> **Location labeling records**

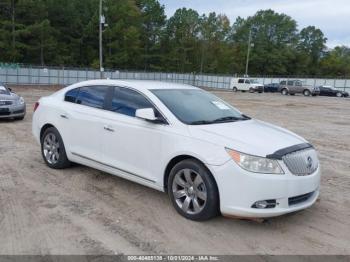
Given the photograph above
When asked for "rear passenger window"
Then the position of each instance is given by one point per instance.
(126, 101)
(93, 96)
(71, 95)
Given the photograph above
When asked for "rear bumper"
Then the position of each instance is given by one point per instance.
(240, 189)
(12, 111)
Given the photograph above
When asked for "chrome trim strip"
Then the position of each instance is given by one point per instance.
(107, 165)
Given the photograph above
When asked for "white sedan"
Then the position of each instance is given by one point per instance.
(209, 157)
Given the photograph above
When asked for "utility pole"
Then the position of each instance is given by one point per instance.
(100, 37)
(248, 52)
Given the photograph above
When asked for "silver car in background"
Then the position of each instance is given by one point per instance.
(11, 105)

> **Job**
Copy out all of the material above verbatim, leaving out the pictures.

> **The completed task**
Given the photograph above
When asked for "rear passenger window"
Then the position of each instance is given by one point per instance.
(126, 101)
(93, 96)
(71, 95)
Given the photograph above
When asked for "rear bumper"
Then the position of each instance is given by one point per instance.
(240, 189)
(12, 111)
Given the photograph above
When asked for "chrome trim strip"
Then the position of each instance is given by one point per instance.
(107, 165)
Given the photograph above
When asked for "white sedan"
Then the position of each instance is given by one point per instance.
(209, 157)
Given the photograph above
When asked for "utility pole"
Then the position of each instance is given by one point per instance.
(100, 37)
(248, 52)
Given the photograph above
When asked for "silver car in background"
Then the position of each instance is given by one point per instance.
(11, 105)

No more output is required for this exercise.